- _Text section_:
--*--
Wells, who rose from obscurity to world fame, had an emotionally and intellectually turbulent life. His prophetic imagination was first displayed in pioneering works of science fiction such as The Time Machine (1895), The Island of Doctor Moreau (1896), The Invisible Man (1897) and The War of the Worlds (1898). Later he became an apostle of socialism, science and progress, whose anticipations of a future world state include The Shape of Things to Come (1933). His controversial views on sexual equality and women's rights were expressed in the novels Ann Veronica (1909) and The New Machiavelli (1911). He was, in Bertrand Russell's words, 'an important liberator of thought and action'.
Wells drew on his own early struggles in many of his best novels, including Love and Mr Lewisham (1900), Kipps (1905), Tono-Bungay (1909) and The History of Mr Polly (1910). His educational works, some written in collaboration, include The Outline of History (1920) and The Science of Life (1930). His Experiment in Autobiography (2 vols., 1934) reviews his world. He died in London in 1946.
--*--
- _Data block_:
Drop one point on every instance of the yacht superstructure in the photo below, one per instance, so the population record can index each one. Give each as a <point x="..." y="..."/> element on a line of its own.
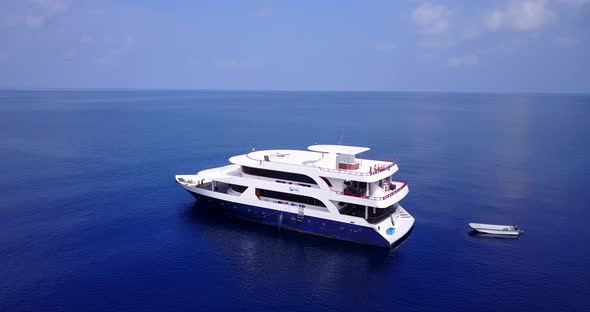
<point x="326" y="191"/>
--*--
- _Task_: In the passage on Wells, which two novels are said to express his views on sexual equality and women's rights?

- _Full answer_: Ann Veronica (1909) and The New Machiavelli (1911).